Collection entries
▼

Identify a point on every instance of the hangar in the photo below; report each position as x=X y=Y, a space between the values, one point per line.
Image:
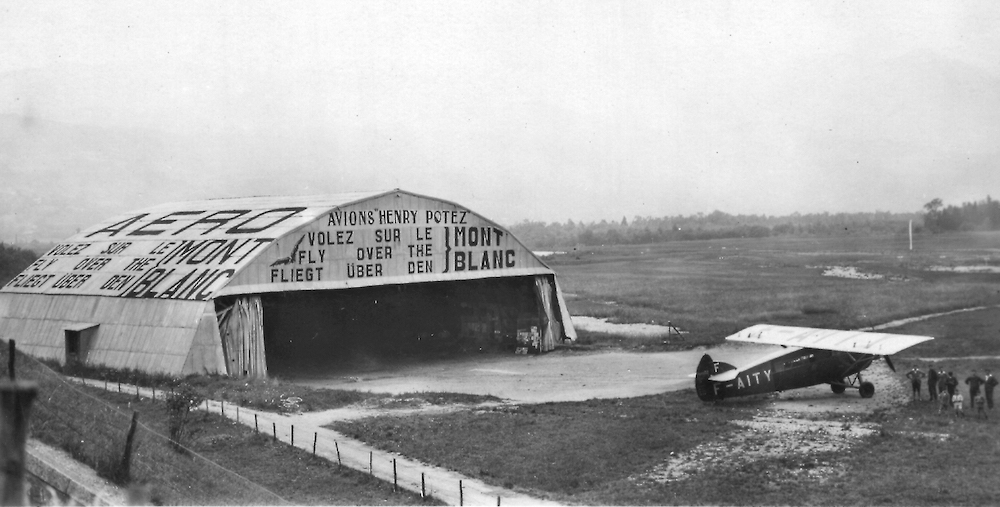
x=246 y=285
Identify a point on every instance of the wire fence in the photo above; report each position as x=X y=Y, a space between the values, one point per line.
x=96 y=433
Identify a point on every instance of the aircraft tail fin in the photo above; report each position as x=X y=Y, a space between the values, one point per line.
x=704 y=387
x=704 y=384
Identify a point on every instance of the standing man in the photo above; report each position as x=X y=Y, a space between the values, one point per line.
x=932 y=382
x=973 y=381
x=958 y=403
x=943 y=385
x=915 y=375
x=991 y=382
x=952 y=384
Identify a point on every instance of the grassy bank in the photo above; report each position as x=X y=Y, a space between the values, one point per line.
x=222 y=463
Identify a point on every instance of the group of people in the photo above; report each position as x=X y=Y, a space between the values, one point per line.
x=943 y=386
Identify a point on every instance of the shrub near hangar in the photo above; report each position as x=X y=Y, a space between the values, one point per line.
x=238 y=286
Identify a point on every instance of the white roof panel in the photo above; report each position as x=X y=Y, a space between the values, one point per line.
x=199 y=250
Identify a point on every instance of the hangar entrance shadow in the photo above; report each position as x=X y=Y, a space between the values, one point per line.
x=374 y=327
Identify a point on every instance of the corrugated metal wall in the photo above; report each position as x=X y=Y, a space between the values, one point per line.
x=146 y=334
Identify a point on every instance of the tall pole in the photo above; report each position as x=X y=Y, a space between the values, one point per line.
x=15 y=407
x=911 y=235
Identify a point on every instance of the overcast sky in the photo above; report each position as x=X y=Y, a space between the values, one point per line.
x=519 y=110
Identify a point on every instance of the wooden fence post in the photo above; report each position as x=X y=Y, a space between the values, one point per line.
x=15 y=408
x=11 y=352
x=126 y=464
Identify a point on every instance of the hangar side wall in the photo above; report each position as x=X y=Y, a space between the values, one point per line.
x=147 y=334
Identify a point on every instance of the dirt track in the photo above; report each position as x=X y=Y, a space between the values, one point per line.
x=565 y=375
x=557 y=376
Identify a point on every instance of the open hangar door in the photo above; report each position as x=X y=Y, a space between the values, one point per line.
x=352 y=328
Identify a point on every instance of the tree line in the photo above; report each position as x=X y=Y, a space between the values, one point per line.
x=982 y=215
x=970 y=216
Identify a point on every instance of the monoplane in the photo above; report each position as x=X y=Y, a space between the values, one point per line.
x=808 y=357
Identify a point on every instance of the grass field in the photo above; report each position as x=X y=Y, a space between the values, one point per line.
x=592 y=452
x=714 y=288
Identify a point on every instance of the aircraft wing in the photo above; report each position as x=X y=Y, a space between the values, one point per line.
x=828 y=339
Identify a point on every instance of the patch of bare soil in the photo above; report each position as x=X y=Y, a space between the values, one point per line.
x=801 y=427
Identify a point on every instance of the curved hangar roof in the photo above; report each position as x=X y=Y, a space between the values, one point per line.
x=203 y=249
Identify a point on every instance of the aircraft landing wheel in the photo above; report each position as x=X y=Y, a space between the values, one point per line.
x=867 y=389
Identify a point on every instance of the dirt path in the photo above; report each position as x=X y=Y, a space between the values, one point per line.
x=560 y=375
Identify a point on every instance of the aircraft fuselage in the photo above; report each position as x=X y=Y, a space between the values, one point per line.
x=795 y=369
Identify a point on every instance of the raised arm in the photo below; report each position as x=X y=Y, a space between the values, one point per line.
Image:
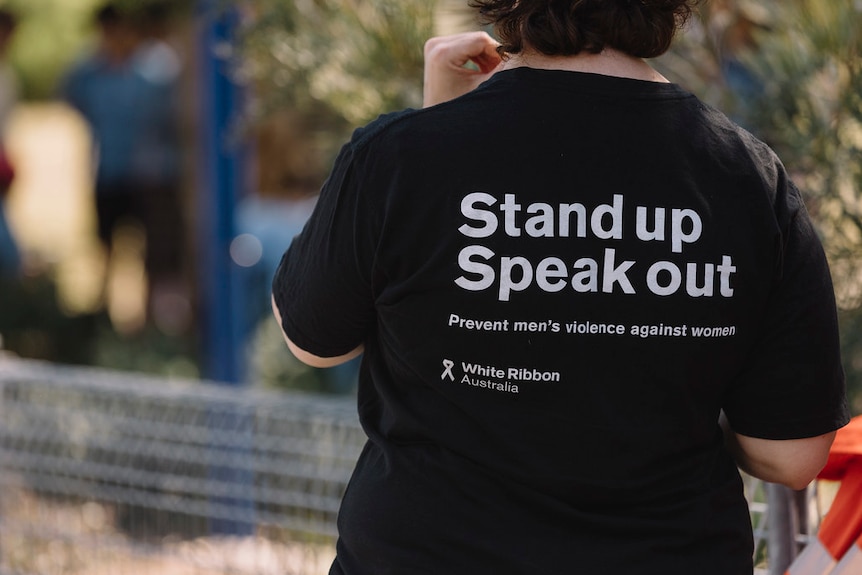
x=447 y=75
x=791 y=462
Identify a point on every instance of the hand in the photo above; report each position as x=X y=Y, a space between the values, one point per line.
x=446 y=76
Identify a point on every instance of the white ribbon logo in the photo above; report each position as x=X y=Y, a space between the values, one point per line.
x=448 y=364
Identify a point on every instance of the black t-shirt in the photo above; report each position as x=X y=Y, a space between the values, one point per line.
x=560 y=279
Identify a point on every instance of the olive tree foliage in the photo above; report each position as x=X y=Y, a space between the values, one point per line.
x=803 y=96
x=338 y=62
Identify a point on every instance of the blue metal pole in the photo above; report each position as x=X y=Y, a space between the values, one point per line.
x=221 y=182
x=221 y=185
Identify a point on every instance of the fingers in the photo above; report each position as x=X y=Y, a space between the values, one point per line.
x=446 y=76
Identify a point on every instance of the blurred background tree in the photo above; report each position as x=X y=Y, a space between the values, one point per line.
x=791 y=72
x=788 y=70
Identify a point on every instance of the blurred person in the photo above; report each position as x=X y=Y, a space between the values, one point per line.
x=126 y=92
x=10 y=258
x=583 y=299
x=159 y=161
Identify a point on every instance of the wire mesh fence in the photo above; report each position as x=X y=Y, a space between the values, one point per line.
x=102 y=472
x=113 y=473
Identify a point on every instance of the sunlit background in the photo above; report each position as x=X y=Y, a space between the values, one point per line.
x=268 y=91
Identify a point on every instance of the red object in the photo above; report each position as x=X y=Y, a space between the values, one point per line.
x=842 y=525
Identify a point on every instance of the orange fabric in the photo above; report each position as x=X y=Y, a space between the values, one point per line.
x=846 y=449
x=843 y=523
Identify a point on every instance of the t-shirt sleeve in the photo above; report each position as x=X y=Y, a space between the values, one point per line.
x=322 y=286
x=793 y=383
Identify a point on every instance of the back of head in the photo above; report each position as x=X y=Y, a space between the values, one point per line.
x=641 y=28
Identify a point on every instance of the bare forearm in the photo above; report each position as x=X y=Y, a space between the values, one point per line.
x=793 y=462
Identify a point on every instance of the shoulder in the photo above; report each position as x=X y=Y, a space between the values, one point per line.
x=385 y=125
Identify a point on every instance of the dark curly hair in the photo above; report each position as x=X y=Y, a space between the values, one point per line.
x=641 y=28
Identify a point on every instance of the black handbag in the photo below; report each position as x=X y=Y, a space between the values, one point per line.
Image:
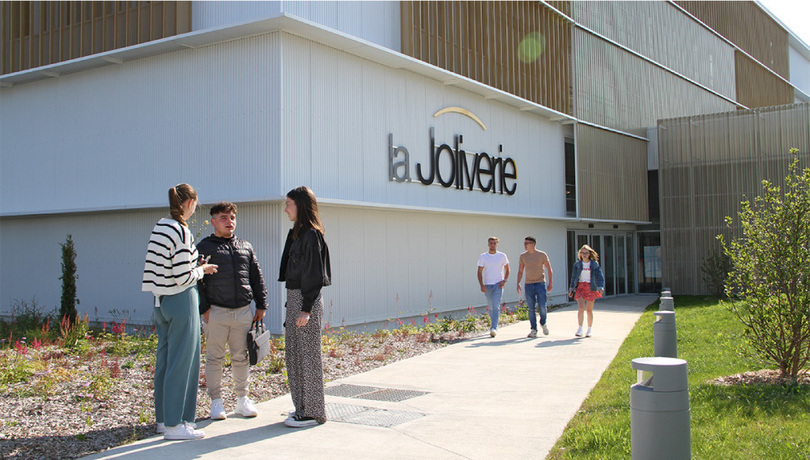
x=258 y=342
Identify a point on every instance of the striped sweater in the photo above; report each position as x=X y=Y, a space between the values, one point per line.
x=171 y=260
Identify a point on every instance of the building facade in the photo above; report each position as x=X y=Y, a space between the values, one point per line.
x=423 y=128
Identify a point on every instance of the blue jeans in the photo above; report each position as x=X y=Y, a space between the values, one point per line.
x=494 y=294
x=536 y=296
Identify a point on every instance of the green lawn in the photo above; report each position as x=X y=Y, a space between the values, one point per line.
x=742 y=422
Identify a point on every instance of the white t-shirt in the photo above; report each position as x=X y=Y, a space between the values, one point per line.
x=585 y=276
x=493 y=266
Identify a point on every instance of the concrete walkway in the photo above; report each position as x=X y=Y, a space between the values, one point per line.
x=484 y=398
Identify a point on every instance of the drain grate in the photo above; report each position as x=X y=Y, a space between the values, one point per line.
x=349 y=391
x=372 y=393
x=392 y=394
x=370 y=416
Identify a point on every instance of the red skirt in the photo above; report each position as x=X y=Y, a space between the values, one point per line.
x=584 y=292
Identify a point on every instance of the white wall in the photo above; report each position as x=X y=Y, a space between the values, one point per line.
x=339 y=110
x=799 y=70
x=246 y=121
x=375 y=21
x=120 y=136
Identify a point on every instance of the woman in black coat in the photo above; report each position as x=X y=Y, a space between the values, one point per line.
x=306 y=269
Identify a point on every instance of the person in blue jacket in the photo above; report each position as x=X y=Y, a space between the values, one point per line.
x=587 y=284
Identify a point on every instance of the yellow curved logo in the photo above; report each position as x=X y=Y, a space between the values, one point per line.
x=461 y=111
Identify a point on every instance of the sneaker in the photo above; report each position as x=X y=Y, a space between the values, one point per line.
x=161 y=428
x=182 y=432
x=218 y=410
x=245 y=407
x=298 y=421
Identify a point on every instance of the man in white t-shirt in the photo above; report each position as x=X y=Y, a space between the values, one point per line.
x=493 y=271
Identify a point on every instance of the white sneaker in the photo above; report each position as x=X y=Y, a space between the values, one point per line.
x=218 y=410
x=245 y=407
x=182 y=432
x=303 y=422
x=161 y=428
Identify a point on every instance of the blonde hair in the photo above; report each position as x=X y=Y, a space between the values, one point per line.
x=178 y=195
x=594 y=255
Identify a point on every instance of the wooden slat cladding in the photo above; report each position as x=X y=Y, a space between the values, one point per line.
x=482 y=41
x=748 y=27
x=41 y=33
x=756 y=87
x=611 y=175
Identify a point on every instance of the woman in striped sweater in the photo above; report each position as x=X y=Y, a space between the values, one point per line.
x=171 y=273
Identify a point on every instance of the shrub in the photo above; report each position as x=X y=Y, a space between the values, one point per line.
x=769 y=280
x=69 y=300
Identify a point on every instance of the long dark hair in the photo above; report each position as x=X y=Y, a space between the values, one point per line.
x=594 y=255
x=306 y=206
x=178 y=195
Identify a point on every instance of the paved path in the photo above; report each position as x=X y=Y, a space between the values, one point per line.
x=484 y=398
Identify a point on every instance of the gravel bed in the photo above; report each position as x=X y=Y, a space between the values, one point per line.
x=65 y=411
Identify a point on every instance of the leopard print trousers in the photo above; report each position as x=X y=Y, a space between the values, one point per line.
x=303 y=354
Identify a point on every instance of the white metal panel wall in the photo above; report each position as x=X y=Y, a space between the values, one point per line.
x=339 y=110
x=663 y=33
x=120 y=136
x=389 y=264
x=210 y=14
x=377 y=22
x=386 y=264
x=110 y=251
x=799 y=70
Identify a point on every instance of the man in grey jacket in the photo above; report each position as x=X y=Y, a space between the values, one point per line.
x=225 y=299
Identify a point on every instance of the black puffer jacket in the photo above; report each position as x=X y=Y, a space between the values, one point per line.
x=238 y=279
x=305 y=265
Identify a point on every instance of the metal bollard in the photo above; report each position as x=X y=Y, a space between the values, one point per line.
x=659 y=410
x=665 y=337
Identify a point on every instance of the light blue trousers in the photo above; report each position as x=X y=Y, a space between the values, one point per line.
x=177 y=366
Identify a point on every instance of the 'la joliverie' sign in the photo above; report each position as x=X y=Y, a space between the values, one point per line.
x=469 y=170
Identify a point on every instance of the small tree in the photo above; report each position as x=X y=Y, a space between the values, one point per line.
x=769 y=282
x=715 y=268
x=69 y=301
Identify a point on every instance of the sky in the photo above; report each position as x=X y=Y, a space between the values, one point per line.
x=793 y=13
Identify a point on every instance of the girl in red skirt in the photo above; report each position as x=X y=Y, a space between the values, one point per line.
x=587 y=284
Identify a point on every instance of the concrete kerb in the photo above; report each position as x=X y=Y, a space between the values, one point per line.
x=503 y=397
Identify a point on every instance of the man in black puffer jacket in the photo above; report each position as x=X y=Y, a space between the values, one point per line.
x=225 y=299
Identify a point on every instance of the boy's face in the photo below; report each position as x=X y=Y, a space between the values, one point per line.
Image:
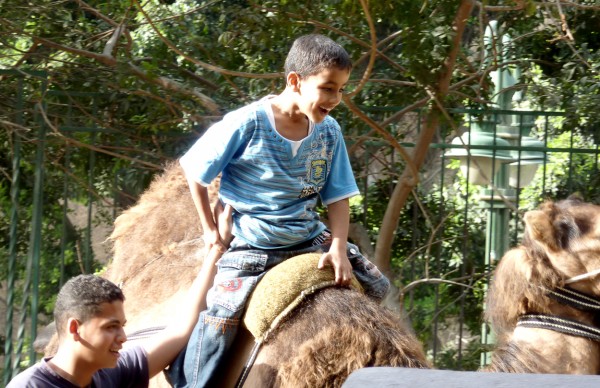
x=321 y=92
x=102 y=336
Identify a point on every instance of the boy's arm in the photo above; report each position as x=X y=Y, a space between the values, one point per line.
x=165 y=346
x=339 y=222
x=202 y=203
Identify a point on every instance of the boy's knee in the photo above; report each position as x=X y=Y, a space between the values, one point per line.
x=220 y=324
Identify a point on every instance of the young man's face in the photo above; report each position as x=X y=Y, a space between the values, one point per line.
x=322 y=92
x=102 y=336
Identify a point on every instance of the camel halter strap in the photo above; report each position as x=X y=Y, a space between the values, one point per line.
x=571 y=298
x=582 y=276
x=574 y=299
x=560 y=325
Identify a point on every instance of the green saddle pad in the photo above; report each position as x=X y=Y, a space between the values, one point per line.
x=283 y=288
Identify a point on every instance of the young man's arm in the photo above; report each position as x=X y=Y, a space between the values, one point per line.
x=209 y=227
x=163 y=349
x=339 y=222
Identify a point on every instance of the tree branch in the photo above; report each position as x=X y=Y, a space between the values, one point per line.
x=409 y=178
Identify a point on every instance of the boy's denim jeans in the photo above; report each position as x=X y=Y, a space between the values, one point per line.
x=239 y=270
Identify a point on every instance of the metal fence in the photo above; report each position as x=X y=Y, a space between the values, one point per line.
x=456 y=226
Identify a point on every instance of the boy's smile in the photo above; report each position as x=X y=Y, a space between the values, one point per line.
x=102 y=336
x=321 y=92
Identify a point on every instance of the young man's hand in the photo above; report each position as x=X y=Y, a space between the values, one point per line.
x=340 y=263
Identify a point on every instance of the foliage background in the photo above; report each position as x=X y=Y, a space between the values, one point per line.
x=158 y=72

▲

Exercise details: Rewrite the lines from the one containing "Identify a point on every instance of the group" through the one containing "x=970 y=216" as a Markdown table, with a "No." column numbering the rows and a "Line" column holding each line. Leave out blank lines.

Task solution:
| No. | Line |
|---|---|
| 1 | Identify a point on every instance of the group of people in the photo above; report each position as x=X y=Y, a space between the values, one point per line. |
| 2 | x=943 y=386 |
| 3 | Identify a point on every instance of the shrub near hangar in the photo above; report each position as x=X y=Y, a space between the values, one point per line. |
| 4 | x=238 y=286 |
| 5 | Identify a point on every instance of the white roof panel in the photo above; report each position as x=X y=Y, a space between the values, one point per line. |
| 6 | x=199 y=250 |
| 7 | Identify a point on every instance of the hangar entrance shadow in the photo above; report each position as x=X y=Y, a space between the values, one point per line. |
| 8 | x=374 y=327 |
| 9 | Identify a point on every instance of the corrugated metal wall in the photo above; report each position as x=X y=Y, a space between the values, one point per line. |
| 10 | x=146 y=334 |
| 11 | Identify a point on every instance of the tall pole in the photo above; report each position as x=X y=Y, a space between the values, one point per line. |
| 12 | x=15 y=407 |
| 13 | x=911 y=235 |
| 14 | Identify a point on every instance of the overcast sky in the photo above; report each position as x=X y=Y, a space between the values, one point per line. |
| 15 | x=519 y=110 |
| 16 | Identify a point on every instance of the wooden fence post in the photo above; report each position as x=X y=Y, a space between the values, one point per line. |
| 17 | x=15 y=408 |
| 18 | x=11 y=352 |
| 19 | x=126 y=464 |
| 20 | Identify a point on every instance of the hangar side wall in the photo above; report each position as x=X y=Y, a space between the values, one point per line. |
| 21 | x=147 y=334 |
| 22 | Identify a point on every instance of the dirt track in the photo above; report each position as x=X y=Y, a space between the values, one point per line. |
| 23 | x=565 y=375 |
| 24 | x=557 y=376 |
| 25 | Identify a point on every instance of the open hangar door in the photo above; report each position as x=X y=Y, a space between the values, one point per line. |
| 26 | x=352 y=328 |
| 27 | Identify a point on every instance of the tree line in the photo above; report each position as x=X y=Y, a space between the values, one point per line. |
| 28 | x=982 y=215 |
| 29 | x=970 y=216 |